WHAT THE TASK REQUIRES :: Put every line of the data below into a Markdown table with the columns Row and Line, numbering the rows and skipping blank lines. Leave the pictures out of the table.
%%
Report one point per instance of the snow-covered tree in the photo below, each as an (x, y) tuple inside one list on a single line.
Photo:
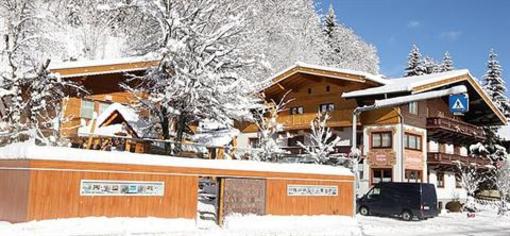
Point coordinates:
[(470, 180), (447, 64), (322, 141), (200, 74), (503, 184), (266, 119), (31, 96), (495, 85), (345, 49), (431, 66), (82, 30), (414, 64)]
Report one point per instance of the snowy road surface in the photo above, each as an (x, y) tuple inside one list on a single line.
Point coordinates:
[(485, 223)]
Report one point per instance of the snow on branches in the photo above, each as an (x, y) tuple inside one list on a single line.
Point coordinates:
[(495, 85), (31, 96), (322, 141), (200, 74), (266, 119), (345, 49)]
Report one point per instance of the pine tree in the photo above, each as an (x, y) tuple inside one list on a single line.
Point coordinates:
[(447, 64), (414, 64), (345, 49), (430, 65), (494, 85)]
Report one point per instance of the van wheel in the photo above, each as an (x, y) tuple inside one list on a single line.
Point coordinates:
[(407, 215), (364, 211)]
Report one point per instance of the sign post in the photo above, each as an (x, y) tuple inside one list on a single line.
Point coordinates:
[(459, 104)]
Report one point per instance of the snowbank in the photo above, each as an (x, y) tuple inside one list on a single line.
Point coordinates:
[(238, 225), (99, 226), (293, 225), (28, 151)]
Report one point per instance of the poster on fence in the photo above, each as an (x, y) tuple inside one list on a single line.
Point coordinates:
[(121, 188), (312, 190)]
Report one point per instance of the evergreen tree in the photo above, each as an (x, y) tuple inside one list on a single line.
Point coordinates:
[(495, 85), (345, 49), (447, 64), (430, 65), (414, 64)]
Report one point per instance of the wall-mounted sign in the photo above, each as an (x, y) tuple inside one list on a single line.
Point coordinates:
[(312, 190), (121, 188), (459, 104)]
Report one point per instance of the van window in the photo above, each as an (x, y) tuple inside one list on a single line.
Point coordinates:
[(375, 192), (381, 175)]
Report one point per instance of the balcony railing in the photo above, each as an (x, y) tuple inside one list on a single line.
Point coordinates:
[(448, 129), (441, 158), (339, 118)]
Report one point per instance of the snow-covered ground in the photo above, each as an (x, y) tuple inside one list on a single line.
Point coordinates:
[(450, 224)]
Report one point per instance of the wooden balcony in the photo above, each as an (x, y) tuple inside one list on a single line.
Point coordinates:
[(339, 118), (450, 130), (449, 159)]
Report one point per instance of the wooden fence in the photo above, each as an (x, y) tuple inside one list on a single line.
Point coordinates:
[(36, 189)]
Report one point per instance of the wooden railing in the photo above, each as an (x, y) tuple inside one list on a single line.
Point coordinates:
[(442, 158), (452, 126), (339, 118)]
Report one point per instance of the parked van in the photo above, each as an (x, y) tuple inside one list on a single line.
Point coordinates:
[(407, 200)]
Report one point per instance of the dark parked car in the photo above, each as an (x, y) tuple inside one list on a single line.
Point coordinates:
[(407, 200)]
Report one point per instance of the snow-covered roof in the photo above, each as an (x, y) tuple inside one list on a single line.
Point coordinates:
[(128, 114), (406, 84), (218, 138), (103, 62), (102, 67), (300, 67), (29, 151)]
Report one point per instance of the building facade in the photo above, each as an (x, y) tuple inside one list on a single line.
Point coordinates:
[(415, 142)]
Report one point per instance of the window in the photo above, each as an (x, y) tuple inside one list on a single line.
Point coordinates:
[(412, 141), (87, 109), (413, 176), (102, 107), (253, 142), (413, 108), (296, 110), (440, 179), (458, 180), (374, 193), (381, 175), (381, 140), (327, 107)]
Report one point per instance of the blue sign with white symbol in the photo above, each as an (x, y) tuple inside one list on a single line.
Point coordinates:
[(459, 103)]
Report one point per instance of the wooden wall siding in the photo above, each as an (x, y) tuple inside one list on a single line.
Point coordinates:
[(14, 185), (56, 194), (278, 203), (298, 85)]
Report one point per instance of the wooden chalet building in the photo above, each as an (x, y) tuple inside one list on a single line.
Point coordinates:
[(416, 142), (102, 79)]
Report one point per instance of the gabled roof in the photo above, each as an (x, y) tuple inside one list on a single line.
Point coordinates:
[(324, 71), (423, 83), (102, 67), (406, 84)]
%%
THE SOLUTION ::
| Row | Line |
|---|---|
| 1 | Report one point per instance of the snow-covered tree in the photo below, each as an (x, y) tuple inside one list on a single line. |
| 2 | Photo: |
| 3 | Point coordinates: |
| 4 | [(470, 180), (447, 64), (322, 141), (200, 74), (503, 184), (266, 119), (31, 96), (495, 85), (345, 49), (431, 66), (82, 30), (414, 64)] |
| 5 | Report one point per instance of the snowy road surface in the photo above, each as an (x, y) tuple inside one list on a single line. |
| 6 | Point coordinates: |
| 7 | [(485, 223)] |
| 8 | Report one point per instance of the snow on branches in the photo above, each as an (x, y) tuple inside one list on a single line. |
| 9 | Point coordinates: |
| 10 | [(495, 85), (31, 96), (322, 141), (200, 74), (266, 119), (345, 49)] |
| 11 | Report one point per instance of the pine tree in the photo above, each as an (x, y) tuple inside one list on a single line. |
| 12 | Point coordinates: |
| 13 | [(447, 64), (414, 64), (345, 49), (430, 65), (494, 85)] |
| 14 | Report one point per instance of the van wheel in the photo above, each as an (x, y) tuple inside one list on a single line. |
| 15 | Point coordinates: |
| 16 | [(407, 215), (364, 211)] |
| 17 | Report one point per instance of the sign post in the photo above, each as an (x, y) tuple inside one list on a single line. |
| 18 | Point coordinates: |
| 19 | [(459, 104)] |
| 20 | Report one point per instance of the snowbank in the photo above, each as an (x, y) tuple inside one list on a single line. |
| 21 | Point coordinates: |
| 22 | [(238, 225), (99, 226), (293, 225), (28, 151)] |
| 23 | Report one point per instance of the poster on fence in the photo above, each as an (x, y) tuple inside one list on a single line. |
| 24 | Point coordinates: |
| 25 | [(121, 188), (312, 190)] |
| 26 | Report one point per instance of the evergreen tree in the photo above, each as an (x, y) tuple inside one list on a single line. |
| 27 | Point coordinates: |
| 28 | [(495, 85), (345, 49), (447, 64), (430, 65), (414, 64)] |
| 29 | Report one point per instance of the wall-mounted sign in the photo above, each as an (x, y) tuple inside one list on a single line. |
| 30 | Point coordinates: |
| 31 | [(312, 190), (121, 188), (459, 104)] |
| 32 | Report one point per instance of the van window in the photo above, each as an (x, y) tuple inside one list on a single line. |
| 33 | Point coordinates: |
| 34 | [(375, 192), (381, 175)] |
| 35 | Report one point per instance of the balcony railing in the photo above, each as an (x, y) tuple inside one list on a single line. |
| 36 | Point coordinates: |
| 37 | [(448, 129), (441, 158), (339, 118)] |
| 38 | Report one point per instance of the snow-covered ground in the photo above, each as an (x, y) tuple inside one list on a single line. |
| 39 | Point coordinates: |
| 40 | [(450, 224)] |
| 41 | Report one point per instance of the wooden balcony in the photo above, each as an (x, y) tuple inside one list on a single line. |
| 42 | Point coordinates: |
| 43 | [(339, 118), (450, 130), (449, 159)] |
| 44 | Report one point per instance of the wooden fence in the photo above, each as an (x, y) tuple inside one list on a single line. |
| 45 | Point coordinates: |
| 46 | [(36, 189)] |
| 47 | Report one point per instance of the wooden railing in the photo above, each as an (x, y) tuple inside one list on a single line. |
| 48 | Point coordinates: |
| 49 | [(442, 158), (452, 126), (339, 118)] |
| 50 | Report one point per instance of the parked van in the photo above, each as an (x, y) tuple inside one list on a single line. |
| 51 | Point coordinates: |
| 52 | [(407, 200)] |
| 53 | Report one point per instance of the dark parked car in the photo above, each as an (x, y) tuple inside one list on a single line. |
| 54 | Point coordinates: |
| 55 | [(407, 200)] |
| 56 | Report one point per instance of the snow-covered roof in the photo above, each as an (x, y) tuple inside one list on a single line. |
| 57 | Point coordinates: |
| 58 | [(128, 114), (406, 84), (218, 138), (103, 62), (102, 67), (300, 67), (29, 151)] |
| 59 | Report one point per instance of the building facade in the photo above, each as an (x, y) tuple inside one list on a single line. |
| 60 | Point coordinates: |
| 61 | [(415, 142)] |
| 62 | Report one point per instance of the window in the photo above, each as an (x, y) tuple inside one list on a single line. |
| 63 | Point coordinates: |
| 64 | [(412, 141), (87, 109), (413, 176), (102, 107), (253, 142), (413, 108), (296, 110), (440, 179), (458, 180), (374, 193), (381, 175), (381, 140), (327, 107)] |
| 65 | Report one point per instance of the blue sign with white symbol in the photo above, each as an (x, y) tuple inside one list on a single line. |
| 66 | Point coordinates: |
| 67 | [(459, 103)] |
| 68 | Report one point per instance of the wooden wall siding in the photo above, each as an (x, y) tuple inside one list on a single line. |
| 69 | Point coordinates: |
| 70 | [(14, 185), (56, 194), (278, 203), (298, 85)] |
| 71 | Report one point per instance of the wooden chalet building in the photo above, each as an (x, y) tuple inside one list on a single line. |
| 72 | Point coordinates: |
| 73 | [(416, 142), (102, 79)] |
| 74 | Report one point per instance of the gabled roof in the photo above, each as an (x, y) tuple inside one list on a single line. |
| 75 | Point coordinates: |
| 76 | [(324, 71), (423, 83), (102, 67), (406, 84)] |